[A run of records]

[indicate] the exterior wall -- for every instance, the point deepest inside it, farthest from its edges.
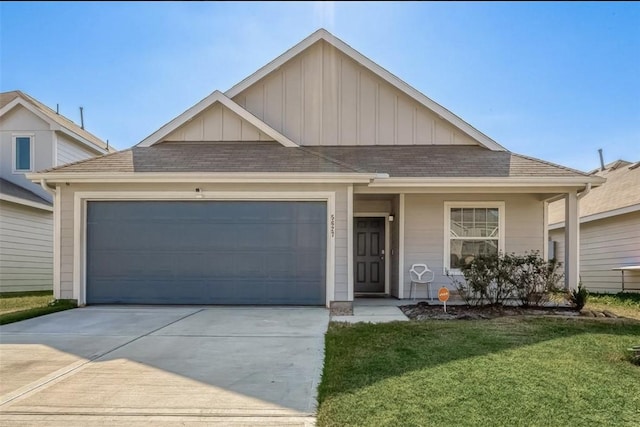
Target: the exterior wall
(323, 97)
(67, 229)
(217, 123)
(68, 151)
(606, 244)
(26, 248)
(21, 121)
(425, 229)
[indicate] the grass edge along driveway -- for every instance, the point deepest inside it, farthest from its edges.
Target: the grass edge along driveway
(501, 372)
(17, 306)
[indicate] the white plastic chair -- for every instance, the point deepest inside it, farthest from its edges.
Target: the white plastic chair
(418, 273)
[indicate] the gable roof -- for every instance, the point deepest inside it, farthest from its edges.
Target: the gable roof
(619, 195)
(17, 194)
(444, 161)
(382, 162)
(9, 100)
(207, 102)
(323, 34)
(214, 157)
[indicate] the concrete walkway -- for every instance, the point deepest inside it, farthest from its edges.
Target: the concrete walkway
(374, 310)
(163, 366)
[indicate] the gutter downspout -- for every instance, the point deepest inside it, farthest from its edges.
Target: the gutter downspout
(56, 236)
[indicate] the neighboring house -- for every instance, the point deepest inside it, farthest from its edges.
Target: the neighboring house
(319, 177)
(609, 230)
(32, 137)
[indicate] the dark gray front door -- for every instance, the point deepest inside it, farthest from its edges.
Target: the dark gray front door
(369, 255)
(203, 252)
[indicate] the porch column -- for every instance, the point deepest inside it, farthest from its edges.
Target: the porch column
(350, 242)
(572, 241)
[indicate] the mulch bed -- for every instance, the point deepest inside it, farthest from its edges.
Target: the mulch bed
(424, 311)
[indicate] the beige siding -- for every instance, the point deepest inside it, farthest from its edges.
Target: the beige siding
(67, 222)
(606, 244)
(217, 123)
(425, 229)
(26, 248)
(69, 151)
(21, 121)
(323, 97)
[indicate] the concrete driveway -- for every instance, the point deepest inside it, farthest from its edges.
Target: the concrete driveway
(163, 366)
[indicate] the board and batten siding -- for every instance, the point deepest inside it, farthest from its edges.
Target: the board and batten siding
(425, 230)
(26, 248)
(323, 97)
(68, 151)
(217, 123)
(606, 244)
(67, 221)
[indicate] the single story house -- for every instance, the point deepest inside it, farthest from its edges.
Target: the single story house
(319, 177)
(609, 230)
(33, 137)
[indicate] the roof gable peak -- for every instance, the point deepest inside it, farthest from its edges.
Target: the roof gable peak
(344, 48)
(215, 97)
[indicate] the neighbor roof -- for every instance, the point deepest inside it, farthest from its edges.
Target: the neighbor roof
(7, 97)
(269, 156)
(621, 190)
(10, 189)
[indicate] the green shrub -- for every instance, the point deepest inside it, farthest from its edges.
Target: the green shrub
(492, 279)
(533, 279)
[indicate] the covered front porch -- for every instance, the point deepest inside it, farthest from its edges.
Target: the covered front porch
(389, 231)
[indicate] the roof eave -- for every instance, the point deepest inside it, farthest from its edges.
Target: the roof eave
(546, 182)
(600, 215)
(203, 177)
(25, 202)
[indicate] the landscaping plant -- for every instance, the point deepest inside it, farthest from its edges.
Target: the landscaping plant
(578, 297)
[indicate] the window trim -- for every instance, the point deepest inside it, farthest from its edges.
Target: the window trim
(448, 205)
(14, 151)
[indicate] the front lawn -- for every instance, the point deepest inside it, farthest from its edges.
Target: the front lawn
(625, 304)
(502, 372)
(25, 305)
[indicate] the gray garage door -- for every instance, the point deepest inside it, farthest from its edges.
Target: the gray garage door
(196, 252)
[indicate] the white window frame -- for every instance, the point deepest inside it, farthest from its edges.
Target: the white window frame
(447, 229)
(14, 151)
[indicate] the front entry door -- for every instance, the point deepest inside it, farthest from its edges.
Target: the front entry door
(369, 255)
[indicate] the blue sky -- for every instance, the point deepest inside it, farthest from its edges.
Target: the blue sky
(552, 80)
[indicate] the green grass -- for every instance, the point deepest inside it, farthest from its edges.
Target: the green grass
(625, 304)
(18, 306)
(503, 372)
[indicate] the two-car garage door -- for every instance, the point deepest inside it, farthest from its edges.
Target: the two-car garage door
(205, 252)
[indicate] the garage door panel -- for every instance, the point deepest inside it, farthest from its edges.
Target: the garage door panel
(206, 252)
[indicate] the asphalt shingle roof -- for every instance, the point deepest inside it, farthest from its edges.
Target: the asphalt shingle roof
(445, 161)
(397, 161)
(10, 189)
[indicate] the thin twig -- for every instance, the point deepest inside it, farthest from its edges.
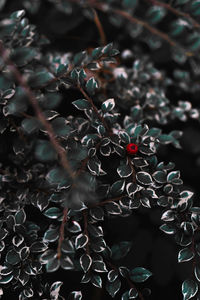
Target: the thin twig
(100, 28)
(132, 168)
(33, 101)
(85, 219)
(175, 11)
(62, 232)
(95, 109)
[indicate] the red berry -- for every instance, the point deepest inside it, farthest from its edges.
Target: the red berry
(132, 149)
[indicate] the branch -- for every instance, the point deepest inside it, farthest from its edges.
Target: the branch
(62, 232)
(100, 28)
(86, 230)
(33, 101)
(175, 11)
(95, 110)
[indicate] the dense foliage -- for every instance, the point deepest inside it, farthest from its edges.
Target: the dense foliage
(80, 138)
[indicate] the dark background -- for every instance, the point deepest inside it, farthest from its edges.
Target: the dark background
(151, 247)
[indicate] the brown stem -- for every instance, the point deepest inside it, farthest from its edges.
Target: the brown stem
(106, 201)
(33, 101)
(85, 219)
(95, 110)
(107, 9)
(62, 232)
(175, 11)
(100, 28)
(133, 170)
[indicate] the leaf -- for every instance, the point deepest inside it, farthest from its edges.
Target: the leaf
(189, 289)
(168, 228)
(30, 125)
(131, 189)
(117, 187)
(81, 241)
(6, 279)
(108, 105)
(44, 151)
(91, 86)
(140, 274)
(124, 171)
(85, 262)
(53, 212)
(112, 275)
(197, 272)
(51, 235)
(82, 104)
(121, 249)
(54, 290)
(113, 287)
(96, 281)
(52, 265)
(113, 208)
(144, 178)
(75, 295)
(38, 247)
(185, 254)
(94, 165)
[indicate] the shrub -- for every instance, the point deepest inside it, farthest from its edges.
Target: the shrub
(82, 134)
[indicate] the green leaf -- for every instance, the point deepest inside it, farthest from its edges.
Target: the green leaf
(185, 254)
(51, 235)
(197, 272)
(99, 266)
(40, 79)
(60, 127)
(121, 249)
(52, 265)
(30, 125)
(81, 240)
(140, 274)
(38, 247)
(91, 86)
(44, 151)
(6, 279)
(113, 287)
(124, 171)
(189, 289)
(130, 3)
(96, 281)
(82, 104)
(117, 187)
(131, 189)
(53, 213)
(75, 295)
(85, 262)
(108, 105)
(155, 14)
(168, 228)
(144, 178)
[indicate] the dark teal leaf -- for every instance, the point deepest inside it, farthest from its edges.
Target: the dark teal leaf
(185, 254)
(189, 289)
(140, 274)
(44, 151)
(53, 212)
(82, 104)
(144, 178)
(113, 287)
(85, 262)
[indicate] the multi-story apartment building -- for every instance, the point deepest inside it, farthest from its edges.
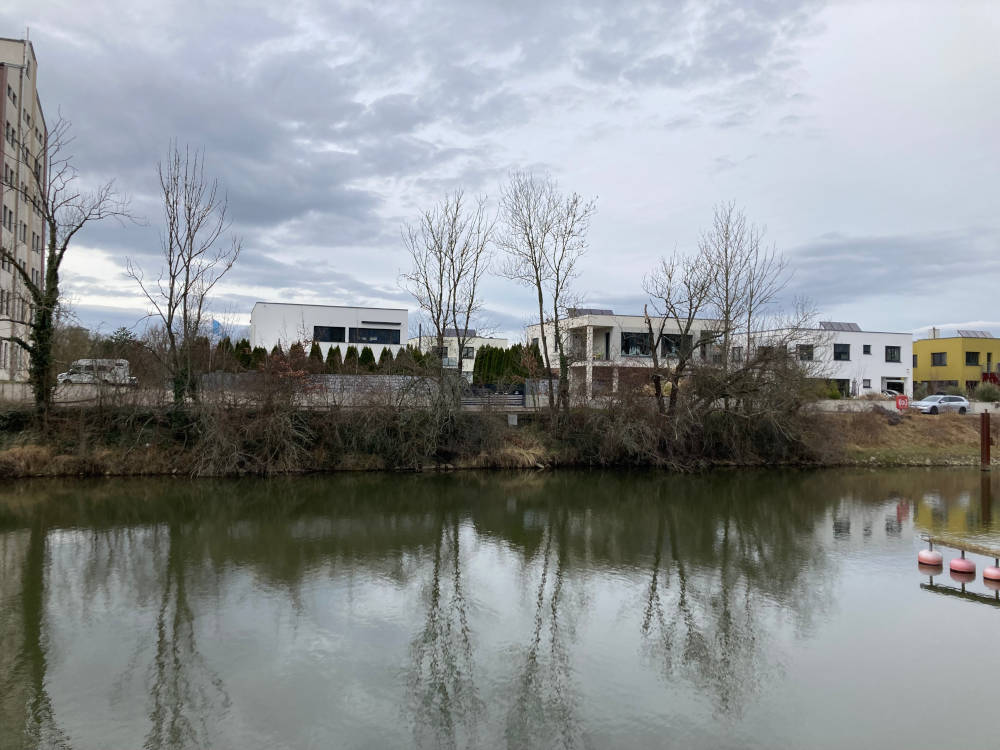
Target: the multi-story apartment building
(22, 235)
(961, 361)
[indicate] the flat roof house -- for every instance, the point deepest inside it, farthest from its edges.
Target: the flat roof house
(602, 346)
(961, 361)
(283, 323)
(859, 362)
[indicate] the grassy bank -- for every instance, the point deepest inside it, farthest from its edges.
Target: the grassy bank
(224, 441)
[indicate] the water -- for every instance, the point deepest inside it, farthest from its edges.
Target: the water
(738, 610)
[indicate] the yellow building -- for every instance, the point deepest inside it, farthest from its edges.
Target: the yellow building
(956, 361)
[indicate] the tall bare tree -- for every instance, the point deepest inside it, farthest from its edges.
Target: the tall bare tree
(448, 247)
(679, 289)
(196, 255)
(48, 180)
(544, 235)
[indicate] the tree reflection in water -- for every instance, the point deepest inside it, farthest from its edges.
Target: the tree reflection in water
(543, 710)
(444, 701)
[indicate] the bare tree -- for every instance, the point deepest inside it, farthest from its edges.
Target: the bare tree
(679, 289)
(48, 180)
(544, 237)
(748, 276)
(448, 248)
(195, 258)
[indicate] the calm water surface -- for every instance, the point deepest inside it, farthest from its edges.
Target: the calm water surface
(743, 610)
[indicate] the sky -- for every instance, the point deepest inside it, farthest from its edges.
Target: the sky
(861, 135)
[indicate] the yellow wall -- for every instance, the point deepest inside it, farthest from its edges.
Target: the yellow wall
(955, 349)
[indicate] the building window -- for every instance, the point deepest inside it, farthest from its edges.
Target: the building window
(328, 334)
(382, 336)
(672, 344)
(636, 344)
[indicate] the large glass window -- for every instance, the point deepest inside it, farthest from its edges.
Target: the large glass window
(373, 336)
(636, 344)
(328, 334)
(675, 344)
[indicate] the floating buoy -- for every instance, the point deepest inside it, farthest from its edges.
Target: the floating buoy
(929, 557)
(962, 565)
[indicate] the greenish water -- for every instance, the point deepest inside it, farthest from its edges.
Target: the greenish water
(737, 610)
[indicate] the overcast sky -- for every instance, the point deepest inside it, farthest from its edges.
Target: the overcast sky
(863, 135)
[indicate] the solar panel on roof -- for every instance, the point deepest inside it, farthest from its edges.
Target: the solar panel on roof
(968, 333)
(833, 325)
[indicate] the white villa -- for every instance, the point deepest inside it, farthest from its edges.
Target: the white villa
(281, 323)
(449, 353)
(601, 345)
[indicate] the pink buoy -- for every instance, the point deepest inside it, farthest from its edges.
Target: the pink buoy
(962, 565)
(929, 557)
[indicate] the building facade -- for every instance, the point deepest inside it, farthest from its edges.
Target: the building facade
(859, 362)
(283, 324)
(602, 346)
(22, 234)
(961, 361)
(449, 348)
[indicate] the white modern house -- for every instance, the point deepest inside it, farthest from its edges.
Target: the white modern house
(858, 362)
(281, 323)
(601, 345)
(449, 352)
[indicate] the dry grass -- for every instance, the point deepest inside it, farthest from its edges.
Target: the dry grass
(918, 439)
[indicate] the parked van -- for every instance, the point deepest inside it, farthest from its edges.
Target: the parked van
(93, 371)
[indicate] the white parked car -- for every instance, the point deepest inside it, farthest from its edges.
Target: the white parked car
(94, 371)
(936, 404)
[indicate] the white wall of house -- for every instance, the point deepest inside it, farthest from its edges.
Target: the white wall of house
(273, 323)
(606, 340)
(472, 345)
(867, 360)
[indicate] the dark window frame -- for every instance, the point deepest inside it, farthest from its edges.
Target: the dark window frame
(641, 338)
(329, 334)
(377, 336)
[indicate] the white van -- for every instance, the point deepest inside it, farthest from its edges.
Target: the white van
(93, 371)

- _Problem to work on_: From the line containing "[indicate] the pink" through the final line of the listing above, retype every line exactly; leave out everything else.

- _Task output_:
[indicate] the pink buoy -- for every instance, the point deepest inside it, farthest from its edges.
Target: the pink buoy
(962, 565)
(929, 557)
[indicate] the building facade -- for every instance, the point deepest inside it, farthest from its edges.
Target: the building facade
(859, 362)
(283, 324)
(602, 346)
(22, 234)
(961, 361)
(449, 348)
[indicate] the white modern house -- for every instance, the point deepest inside it, farthest from its edges.
Target: the white modern house
(858, 362)
(281, 323)
(601, 345)
(449, 352)
[indicate] the dry grass -- for every instance, the point deepest inside it, farthest from its edges.
Target: the dry grass
(918, 439)
[indicate] the parked van -- for every instance, the point deepest inside it, farthest from its edges.
Target: the parked van
(93, 371)
[indicate] the white parked car -- for every instance, the point deepest inside it, farthest from its edges.
Target: the white parked car
(94, 371)
(936, 404)
[indicate] the white wall of house -- for every instance, the point deepest inside it, farthest from its edges.
Target: the white wall of house
(273, 323)
(606, 340)
(472, 345)
(867, 360)
[indicate] the dark window frame -- for every instance, the point deepest inside it, farthest from its edges.
Target: the dark window frame
(641, 338)
(329, 334)
(377, 336)
[indicate] the white van -- for every instance, the point deepest inside it, farthest from its edges.
Target: the white van
(93, 371)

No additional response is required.